WRITTEN PROBLEM: Reproduce the data exactly and drop any pictures it holds.

PROVIDED RECORDS:
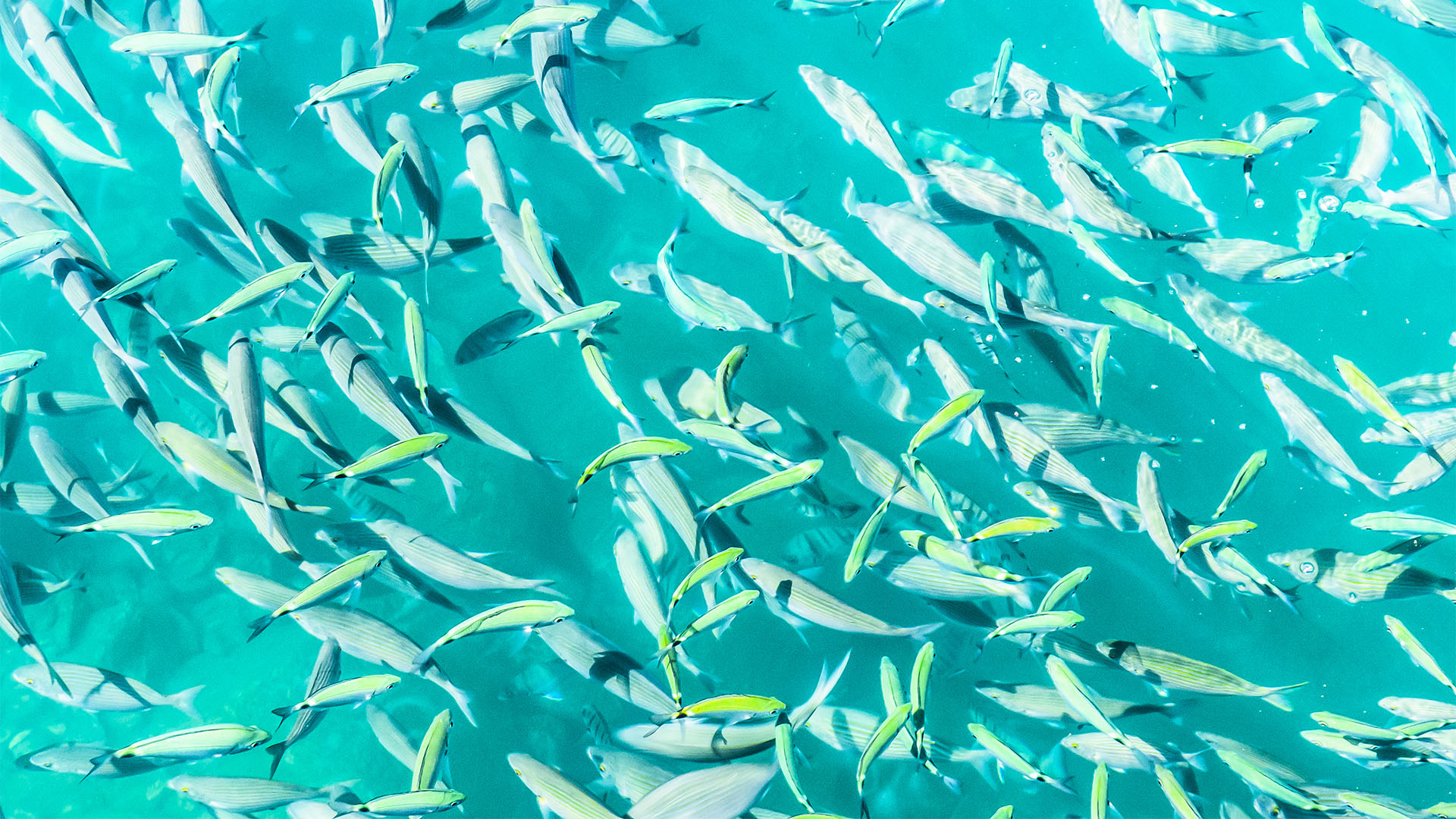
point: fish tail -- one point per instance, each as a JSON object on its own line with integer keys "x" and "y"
{"x": 258, "y": 626}
{"x": 446, "y": 480}
{"x": 275, "y": 751}
{"x": 788, "y": 328}
{"x": 821, "y": 691}
{"x": 182, "y": 701}
{"x": 55, "y": 676}
{"x": 422, "y": 657}
{"x": 1277, "y": 698}
{"x": 109, "y": 130}
{"x": 254, "y": 34}
{"x": 460, "y": 697}
{"x": 689, "y": 37}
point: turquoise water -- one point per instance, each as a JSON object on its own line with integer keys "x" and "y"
{"x": 178, "y": 627}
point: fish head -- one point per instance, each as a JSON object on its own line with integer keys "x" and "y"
{"x": 1299, "y": 563}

COMPLETE RESPONSE:
point: fish tail -- one point per instance, each as a JSON object on its own line with integer keys "x" and "y"
{"x": 258, "y": 626}
{"x": 446, "y": 480}
{"x": 275, "y": 751}
{"x": 788, "y": 328}
{"x": 821, "y": 691}
{"x": 182, "y": 701}
{"x": 55, "y": 676}
{"x": 422, "y": 657}
{"x": 1277, "y": 698}
{"x": 109, "y": 130}
{"x": 254, "y": 34}
{"x": 460, "y": 697}
{"x": 689, "y": 37}
point: turquoise water -- one point per instance, each as a JSON object on its own line with integer keys "x" and "y"
{"x": 178, "y": 627}
point: fish head -- one point per instance, each as a JSON object on its own line with integer keys "x" and "y"
{"x": 1299, "y": 563}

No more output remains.